**Your objective**
Return all the entries exactly, keeping pictures out.

Photo-based point labeling data:

::::::::::

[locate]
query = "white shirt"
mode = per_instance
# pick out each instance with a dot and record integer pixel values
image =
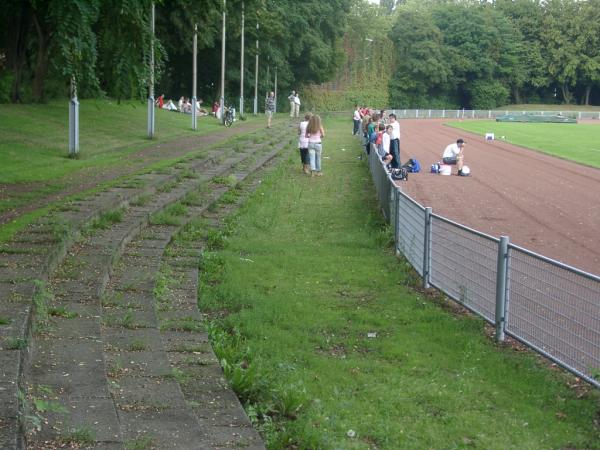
(451, 151)
(302, 139)
(385, 142)
(395, 130)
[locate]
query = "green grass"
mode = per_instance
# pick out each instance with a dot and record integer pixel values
(35, 137)
(296, 290)
(576, 142)
(33, 149)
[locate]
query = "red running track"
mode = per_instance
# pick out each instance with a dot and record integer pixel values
(545, 204)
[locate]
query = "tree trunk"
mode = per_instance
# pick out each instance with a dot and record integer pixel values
(567, 96)
(516, 95)
(588, 91)
(16, 51)
(41, 66)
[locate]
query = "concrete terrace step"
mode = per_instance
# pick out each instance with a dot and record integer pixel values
(68, 360)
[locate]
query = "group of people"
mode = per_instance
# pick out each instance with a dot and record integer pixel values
(184, 105)
(382, 131)
(310, 135)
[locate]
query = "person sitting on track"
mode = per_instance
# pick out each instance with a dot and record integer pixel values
(454, 155)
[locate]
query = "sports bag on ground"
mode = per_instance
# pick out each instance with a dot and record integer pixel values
(400, 174)
(412, 165)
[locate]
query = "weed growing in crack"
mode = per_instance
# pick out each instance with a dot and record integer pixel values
(82, 435)
(141, 200)
(141, 443)
(63, 312)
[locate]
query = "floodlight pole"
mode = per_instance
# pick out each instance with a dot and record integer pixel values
(242, 67)
(73, 121)
(195, 75)
(275, 89)
(256, 73)
(151, 87)
(222, 100)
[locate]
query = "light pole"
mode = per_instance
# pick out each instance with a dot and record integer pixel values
(73, 121)
(222, 101)
(256, 74)
(275, 89)
(194, 74)
(242, 67)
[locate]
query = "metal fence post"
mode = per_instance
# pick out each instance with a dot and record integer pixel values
(73, 127)
(397, 221)
(427, 248)
(501, 280)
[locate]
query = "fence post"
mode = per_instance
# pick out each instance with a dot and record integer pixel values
(427, 248)
(396, 220)
(501, 277)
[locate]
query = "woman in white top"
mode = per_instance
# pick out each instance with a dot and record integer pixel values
(315, 133)
(303, 144)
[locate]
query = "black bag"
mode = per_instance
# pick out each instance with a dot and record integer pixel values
(400, 174)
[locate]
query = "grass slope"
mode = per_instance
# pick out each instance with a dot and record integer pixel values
(576, 142)
(303, 279)
(34, 147)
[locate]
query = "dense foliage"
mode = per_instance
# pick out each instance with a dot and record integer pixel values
(482, 54)
(104, 45)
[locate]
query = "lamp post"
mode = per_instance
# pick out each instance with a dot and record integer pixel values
(151, 87)
(256, 74)
(222, 101)
(194, 74)
(73, 121)
(242, 67)
(275, 89)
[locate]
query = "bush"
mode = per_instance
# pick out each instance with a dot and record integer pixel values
(488, 94)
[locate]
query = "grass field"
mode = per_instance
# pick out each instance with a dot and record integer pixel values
(577, 142)
(330, 347)
(34, 147)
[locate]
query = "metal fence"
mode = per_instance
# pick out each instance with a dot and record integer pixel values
(551, 307)
(485, 113)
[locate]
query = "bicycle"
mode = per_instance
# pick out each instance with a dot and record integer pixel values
(229, 116)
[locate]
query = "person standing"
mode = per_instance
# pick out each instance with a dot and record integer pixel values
(297, 105)
(270, 108)
(395, 141)
(356, 119)
(454, 155)
(315, 133)
(303, 144)
(291, 98)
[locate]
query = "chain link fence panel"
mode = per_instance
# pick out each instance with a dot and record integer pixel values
(411, 231)
(555, 309)
(463, 265)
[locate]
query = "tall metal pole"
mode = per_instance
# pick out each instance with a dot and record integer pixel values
(151, 87)
(242, 67)
(222, 101)
(73, 121)
(194, 74)
(256, 74)
(275, 89)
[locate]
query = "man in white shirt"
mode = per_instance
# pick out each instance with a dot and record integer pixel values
(454, 155)
(356, 118)
(395, 141)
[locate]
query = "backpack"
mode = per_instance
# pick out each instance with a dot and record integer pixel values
(400, 174)
(412, 165)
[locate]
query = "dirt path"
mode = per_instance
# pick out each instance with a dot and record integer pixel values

::::::::::

**Output**
[locate]
query = "white shirt"
mode = per_instance
# pick out each instance with a dot and record integer pixel values
image =
(451, 151)
(302, 139)
(385, 142)
(395, 130)
[locate]
query = "green grass"
mode = per_instance
# pick out each instance with a dot and record integer pixel values
(35, 137)
(296, 290)
(576, 142)
(33, 149)
[locate]
query = "red running track"
mode = per_instance
# pick out each instance with a dot and record integer pixel values
(545, 204)
[locate]
query = "tree trunk"
mode = per_instance
# pick out each instance with a dot and record integer pixel values
(567, 96)
(516, 95)
(588, 91)
(16, 51)
(41, 66)
[locate]
query = "concrete terrace step"
mode = per_instance
# pick out each instance with a dot and record integer pixel values
(68, 360)
[locate]
query = "group of people"
mode = per_instance
# pick out each instance with a dot and record integer pixel values
(184, 105)
(382, 131)
(310, 135)
[locate]
query = "person sitting on track"
mode = per_instance
# pick out each instance with a dot and record integer pixel values
(454, 155)
[locate]
query = "sports bag on ground"
mode = per_instance
# pick out each instance with a dot and record integer pixel values
(400, 174)
(412, 165)
[locate]
query = "weed growing in crack"
mode = per_instance
# pick out each instance with a dot and record integer pixel values
(82, 435)
(141, 200)
(141, 443)
(63, 312)
[locate]
query = "floodlight pole"
mode = per_instance
# pick out each instance with a dot and record integer pixel values
(242, 67)
(73, 121)
(195, 75)
(275, 89)
(256, 73)
(151, 87)
(222, 100)
[locate]
query = "light pole"
mode = per_instance
# pick out each instance with a dot and record integer pixel values
(73, 121)
(222, 101)
(256, 74)
(275, 89)
(194, 74)
(242, 67)
[locate]
query = "metal fence post"
mode = per_instance
# pick out each instance with a dot and record integer pixel values
(73, 127)
(397, 221)
(427, 248)
(501, 280)
[locate]
query = "fence post"
mode = per_instance
# pick out each instance with a dot and record integer pixel values
(427, 248)
(396, 220)
(501, 277)
[locate]
query = "woman in white top"
mode = per_instance
# pick out each instance with a dot and record integer pixel values
(315, 133)
(303, 144)
[locate]
query = "black bag"
mode = per_instance
# pick out each instance with a dot and record integer pixel values
(400, 174)
[locate]
query = "grass slope"
mode = per_instance
# pick out each instance with a dot and record integer pixel values
(576, 142)
(303, 279)
(34, 147)
[locate]
query = "dense foliage"
mode = per_instance
# pick out each instance with a dot and record integer pixel values
(482, 54)
(104, 45)
[locate]
query = "lamp post"
mode = per_instance
# pick out each instance with a dot and record integer pixel values
(151, 87)
(256, 74)
(222, 101)
(194, 74)
(73, 121)
(242, 67)
(275, 89)
[locate]
query = "bush"
mode = per_instance
# pick out each instance with a dot and record integer pixel values
(488, 94)
[locate]
query = "grass field"
mode = per_instance
# pick out each instance with a dot and record integer pixel values
(577, 142)
(330, 347)
(34, 147)
[locate]
query = "metal fence"
mode = per_instance
# pick out each instance with a dot and record integer pixel values
(551, 307)
(485, 113)
[locate]
query = "bicycle"
mode = per_instance
# pick out each instance with a dot and record integer pixel values
(229, 116)
[locate]
query = "person standing"
mode = per_instance
# pick out each instance with a dot and record integer pixel values
(297, 105)
(270, 108)
(395, 141)
(356, 119)
(454, 155)
(315, 133)
(303, 144)
(291, 98)
[locate]
query = "chain link fence panel"
mode = per_instance
# pick out each instance with a dot and record integer pixel values
(411, 231)
(555, 309)
(463, 265)
[locate]
query = "tall metal pole"
mode = per_instance
# pick out each instance with a dot and record integer pixel values
(151, 87)
(242, 67)
(222, 101)
(73, 121)
(194, 74)
(256, 74)
(275, 89)
[locate]
query = "man in white shirt"
mode = per_instance
# pick out each instance with a dot and record integer pixel values
(454, 155)
(356, 118)
(395, 141)
[locate]
query = "backpack"
mode = per_instance
# pick out each instance with a dot and record integer pixel values
(400, 174)
(412, 165)
[locate]
query = "dirt path"
mode = per_instance
# pick out each instance with a dot and record integer pixel values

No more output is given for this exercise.